▸ **Required task**
Return, word for word, every line from the line containing "Target: ground crew figure" through the end of the records, both ends included. Leave out the pictures.

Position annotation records
^^^^^^^^^^^^^^^^
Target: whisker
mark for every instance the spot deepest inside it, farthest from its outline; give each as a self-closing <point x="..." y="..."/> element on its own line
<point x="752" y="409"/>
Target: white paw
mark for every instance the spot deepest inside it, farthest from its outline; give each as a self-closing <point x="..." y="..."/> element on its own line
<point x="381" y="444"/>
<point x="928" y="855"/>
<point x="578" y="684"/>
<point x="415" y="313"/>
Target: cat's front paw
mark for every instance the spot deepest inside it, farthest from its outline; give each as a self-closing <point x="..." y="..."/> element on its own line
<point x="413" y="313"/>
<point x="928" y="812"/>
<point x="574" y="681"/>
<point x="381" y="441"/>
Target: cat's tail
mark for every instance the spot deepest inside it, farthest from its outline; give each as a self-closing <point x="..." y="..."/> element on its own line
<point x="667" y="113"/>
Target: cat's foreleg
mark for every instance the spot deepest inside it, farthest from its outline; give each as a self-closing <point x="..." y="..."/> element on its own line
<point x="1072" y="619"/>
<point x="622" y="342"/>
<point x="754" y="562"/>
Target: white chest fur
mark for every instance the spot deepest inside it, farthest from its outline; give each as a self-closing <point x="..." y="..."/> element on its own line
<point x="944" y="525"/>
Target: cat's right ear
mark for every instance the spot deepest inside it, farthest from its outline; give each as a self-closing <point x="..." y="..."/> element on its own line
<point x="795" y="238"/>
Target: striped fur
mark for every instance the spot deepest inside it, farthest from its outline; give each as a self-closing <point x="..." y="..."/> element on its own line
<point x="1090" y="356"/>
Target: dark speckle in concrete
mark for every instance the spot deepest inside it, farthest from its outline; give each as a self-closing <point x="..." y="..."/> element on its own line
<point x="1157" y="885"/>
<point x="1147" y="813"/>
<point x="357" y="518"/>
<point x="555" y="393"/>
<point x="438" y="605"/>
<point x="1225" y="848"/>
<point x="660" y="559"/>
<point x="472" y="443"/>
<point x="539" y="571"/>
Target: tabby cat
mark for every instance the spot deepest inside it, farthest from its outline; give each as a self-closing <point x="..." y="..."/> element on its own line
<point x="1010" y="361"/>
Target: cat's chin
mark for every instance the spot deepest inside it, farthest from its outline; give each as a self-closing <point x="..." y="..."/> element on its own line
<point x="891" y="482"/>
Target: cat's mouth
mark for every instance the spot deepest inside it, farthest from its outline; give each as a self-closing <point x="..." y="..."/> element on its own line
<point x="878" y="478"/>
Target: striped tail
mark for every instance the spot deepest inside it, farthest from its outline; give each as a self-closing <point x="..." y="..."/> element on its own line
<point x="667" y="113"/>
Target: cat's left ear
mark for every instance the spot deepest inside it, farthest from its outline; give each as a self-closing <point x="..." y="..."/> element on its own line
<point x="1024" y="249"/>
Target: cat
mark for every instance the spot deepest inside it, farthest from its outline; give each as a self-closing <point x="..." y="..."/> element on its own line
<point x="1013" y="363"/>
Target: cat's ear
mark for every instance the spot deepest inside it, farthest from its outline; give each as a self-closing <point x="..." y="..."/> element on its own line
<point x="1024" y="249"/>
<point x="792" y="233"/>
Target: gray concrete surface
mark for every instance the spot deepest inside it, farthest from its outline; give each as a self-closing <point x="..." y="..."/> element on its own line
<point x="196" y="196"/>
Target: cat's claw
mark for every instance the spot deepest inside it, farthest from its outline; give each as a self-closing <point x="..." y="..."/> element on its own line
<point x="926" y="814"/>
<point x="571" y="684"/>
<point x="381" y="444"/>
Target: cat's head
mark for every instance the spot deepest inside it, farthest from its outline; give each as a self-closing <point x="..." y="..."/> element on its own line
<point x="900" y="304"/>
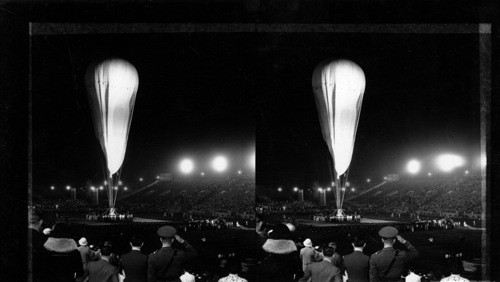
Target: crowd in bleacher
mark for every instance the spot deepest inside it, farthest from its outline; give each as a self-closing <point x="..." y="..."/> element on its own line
<point x="446" y="194"/>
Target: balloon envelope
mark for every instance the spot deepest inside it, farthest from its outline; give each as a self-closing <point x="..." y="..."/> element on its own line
<point x="338" y="91"/>
<point x="112" y="87"/>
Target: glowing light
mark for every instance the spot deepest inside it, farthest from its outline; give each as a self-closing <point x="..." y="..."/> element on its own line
<point x="219" y="164"/>
<point x="483" y="160"/>
<point x="186" y="166"/>
<point x="251" y="161"/>
<point x="449" y="162"/>
<point x="413" y="166"/>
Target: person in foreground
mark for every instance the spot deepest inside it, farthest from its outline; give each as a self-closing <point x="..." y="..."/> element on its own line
<point x="167" y="264"/>
<point x="323" y="271"/>
<point x="456" y="268"/>
<point x="388" y="264"/>
<point x="134" y="263"/>
<point x="102" y="270"/>
<point x="63" y="261"/>
<point x="357" y="264"/>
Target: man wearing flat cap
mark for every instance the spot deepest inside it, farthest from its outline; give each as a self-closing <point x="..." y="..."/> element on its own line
<point x="167" y="264"/>
<point x="388" y="264"/>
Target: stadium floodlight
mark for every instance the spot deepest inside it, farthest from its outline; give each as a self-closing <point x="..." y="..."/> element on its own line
<point x="186" y="166"/>
<point x="413" y="166"/>
<point x="219" y="164"/>
<point x="252" y="161"/>
<point x="448" y="162"/>
<point x="483" y="160"/>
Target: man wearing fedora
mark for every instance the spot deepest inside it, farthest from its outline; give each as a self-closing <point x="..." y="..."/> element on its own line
<point x="85" y="254"/>
<point x="356" y="264"/>
<point x="388" y="264"/>
<point x="167" y="264"/>
<point x="323" y="271"/>
<point x="307" y="254"/>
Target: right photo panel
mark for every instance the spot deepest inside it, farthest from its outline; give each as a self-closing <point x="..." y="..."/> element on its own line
<point x="370" y="156"/>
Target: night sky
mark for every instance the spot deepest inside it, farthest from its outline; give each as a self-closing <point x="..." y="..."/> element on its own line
<point x="194" y="100"/>
<point x="421" y="99"/>
<point x="206" y="93"/>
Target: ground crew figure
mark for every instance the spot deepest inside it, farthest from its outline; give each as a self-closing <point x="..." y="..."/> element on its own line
<point x="388" y="264"/>
<point x="167" y="264"/>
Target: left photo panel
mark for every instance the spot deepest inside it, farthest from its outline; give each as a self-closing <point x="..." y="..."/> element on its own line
<point x="143" y="155"/>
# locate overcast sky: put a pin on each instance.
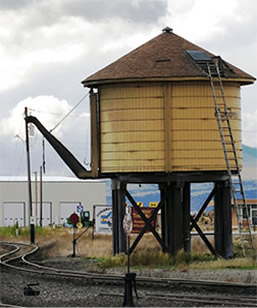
^^^^^^^^^^^^^^^^
▸ **Task output**
Target: ground crew figure
mark for every instance the spot deepest inside it, farthest from its outline; give each as a self-closing <point x="..." y="..."/> element on its own line
<point x="388" y="264"/>
<point x="167" y="264"/>
Target: left photo panel
mark for every instance the spot deepest inside it, farthest from its outline; give each as a self-closing <point x="..." y="..."/> element on its own line
<point x="143" y="155"/>
# locate overcast sky: put a pin on each instance.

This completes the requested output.